PROMPT – Output every line of the records below as a Markdown table with two columns, Row for the running number and Line for the line itself. Leave out blank lines.

DATA –
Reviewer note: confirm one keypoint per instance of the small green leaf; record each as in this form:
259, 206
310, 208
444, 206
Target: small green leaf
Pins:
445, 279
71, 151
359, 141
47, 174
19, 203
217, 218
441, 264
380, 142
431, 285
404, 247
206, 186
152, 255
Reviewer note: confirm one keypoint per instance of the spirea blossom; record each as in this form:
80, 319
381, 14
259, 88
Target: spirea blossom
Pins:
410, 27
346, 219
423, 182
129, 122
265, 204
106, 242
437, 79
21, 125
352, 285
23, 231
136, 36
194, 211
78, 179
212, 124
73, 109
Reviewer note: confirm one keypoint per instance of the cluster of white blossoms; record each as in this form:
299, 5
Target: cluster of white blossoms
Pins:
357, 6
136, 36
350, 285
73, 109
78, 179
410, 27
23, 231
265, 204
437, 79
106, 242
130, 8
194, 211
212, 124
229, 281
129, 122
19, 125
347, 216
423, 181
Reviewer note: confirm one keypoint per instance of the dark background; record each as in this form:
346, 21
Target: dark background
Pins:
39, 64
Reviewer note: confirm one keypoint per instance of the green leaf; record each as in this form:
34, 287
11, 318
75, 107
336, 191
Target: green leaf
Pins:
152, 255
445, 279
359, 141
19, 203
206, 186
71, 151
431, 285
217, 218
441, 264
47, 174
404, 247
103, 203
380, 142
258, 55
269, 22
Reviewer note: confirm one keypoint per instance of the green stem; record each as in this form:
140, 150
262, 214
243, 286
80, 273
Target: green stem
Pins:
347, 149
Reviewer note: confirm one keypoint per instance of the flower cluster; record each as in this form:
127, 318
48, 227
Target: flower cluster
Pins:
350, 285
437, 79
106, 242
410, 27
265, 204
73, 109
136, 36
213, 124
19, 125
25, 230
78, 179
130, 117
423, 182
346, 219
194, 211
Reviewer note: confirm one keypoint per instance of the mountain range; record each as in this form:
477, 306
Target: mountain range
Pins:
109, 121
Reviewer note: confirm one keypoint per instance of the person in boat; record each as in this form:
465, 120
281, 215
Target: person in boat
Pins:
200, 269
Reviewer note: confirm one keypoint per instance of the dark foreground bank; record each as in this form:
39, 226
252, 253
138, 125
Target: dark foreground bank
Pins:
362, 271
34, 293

ANSWER TO THIS TASK –
| Row | Line |
|---|---|
| 1 | Reviewer note: confirm one keypoint per instance of the small green leaf; record each as in this form: |
| 2 | 259, 206 |
| 3 | 310, 208 |
| 4 | 444, 206 |
| 5 | Target: small green leaf |
| 6 | Pins: |
| 7 | 445, 279 |
| 8 | 71, 151 |
| 9 | 359, 141 |
| 10 | 47, 174 |
| 11 | 19, 203 |
| 12 | 217, 218 |
| 13 | 441, 264 |
| 14 | 380, 142 |
| 15 | 431, 285 |
| 16 | 404, 247 |
| 17 | 206, 186 |
| 18 | 152, 255 |
| 19 | Reviewer note: confirm one keypoint per instance of the spirea blossom; record each as in this form: |
| 20 | 80, 319 |
| 21 | 381, 14 |
| 22 | 259, 88 |
| 23 | Target: spirea blossom |
| 24 | Pins: |
| 25 | 410, 27 |
| 26 | 346, 219 |
| 27 | 423, 182 |
| 28 | 129, 122 |
| 29 | 265, 204 |
| 30 | 106, 242 |
| 31 | 437, 79 |
| 32 | 21, 125 |
| 33 | 352, 285 |
| 34 | 23, 231 |
| 35 | 136, 36 |
| 36 | 194, 211 |
| 37 | 78, 179 |
| 38 | 212, 124 |
| 39 | 73, 109 |
| 40 | Reviewer note: confirm one keypoint per instance of the cluster of white blossoms; record each as in this form: |
| 41 | 299, 5 |
| 42 | Target: cluster of white blossoms |
| 43 | Pins: |
| 44 | 357, 6 |
| 45 | 136, 36 |
| 46 | 350, 285 |
| 47 | 73, 109 |
| 48 | 78, 179 |
| 49 | 410, 27 |
| 50 | 23, 231 |
| 51 | 265, 204 |
| 52 | 437, 79 |
| 53 | 106, 242 |
| 54 | 130, 8 |
| 55 | 194, 211 |
| 56 | 212, 124 |
| 57 | 229, 281 |
| 58 | 129, 122 |
| 59 | 19, 125 |
| 60 | 347, 216 |
| 61 | 423, 181 |
| 62 | Reviewer note: confirm one keypoint per instance of the dark background; record each as in this form: |
| 63 | 346, 21 |
| 64 | Target: dark background |
| 65 | Pins: |
| 66 | 39, 64 |
| 67 | Reviewer note: confirm one keypoint per instance of the green leaf; record each as in this form: |
| 68 | 34, 287 |
| 69 | 11, 318 |
| 70 | 75, 107 |
| 71 | 336, 191 |
| 72 | Target: green leaf |
| 73 | Pins: |
| 74 | 152, 255 |
| 75 | 445, 279 |
| 76 | 359, 141 |
| 77 | 19, 203 |
| 78 | 206, 186 |
| 79 | 71, 151 |
| 80 | 431, 285 |
| 81 | 217, 218 |
| 82 | 441, 264 |
| 83 | 47, 174 |
| 84 | 404, 247 |
| 85 | 103, 203 |
| 86 | 380, 142 |
| 87 | 258, 55 |
| 88 | 269, 22 |
| 89 | Reviewer note: confirm one keypoint per instance of the green stem; record each as in this form: |
| 90 | 140, 150 |
| 91 | 262, 214 |
| 92 | 243, 286 |
| 93 | 80, 273 |
| 94 | Target: green stem |
| 95 | Pins: |
| 96 | 347, 149 |
| 97 | Reviewer note: confirm one keypoint per instance of the flower cluster; record each as in this form: |
| 98 | 127, 318 |
| 99 | 48, 227 |
| 100 | Target: flower cluster |
| 101 | Pins: |
| 102 | 350, 285 |
| 103 | 437, 79 |
| 104 | 106, 242 |
| 105 | 410, 27 |
| 106 | 265, 204 |
| 107 | 73, 109 |
| 108 | 136, 36 |
| 109 | 213, 124 |
| 110 | 19, 125 |
| 111 | 25, 230 |
| 112 | 78, 179 |
| 113 | 130, 117 |
| 114 | 423, 182 |
| 115 | 346, 219 |
| 116 | 194, 211 |
| 117 | Reviewer note: confirm one keypoint per instance of the mountain range; record each as in this form: |
| 118 | 477, 306 |
| 119 | Target: mountain range |
| 120 | Pins: |
| 121 | 109, 121 |
| 122 | Reviewer note: confirm one keypoint per instance of the person in boat; record each as in this form: |
| 123 | 465, 120 |
| 124 | 281, 215 |
| 125 | Target: person in boat |
| 126 | Pins: |
| 127 | 200, 269 |
| 128 | Reviewer note: confirm one keypoint per instance of the dark foreground bank; record each as in this form: |
| 129 | 39, 226 |
| 130 | 252, 253 |
| 131 | 138, 125 |
| 132 | Target: dark foreground bank |
| 133 | Pins: |
| 134 | 362, 271 |
| 135 | 34, 293 |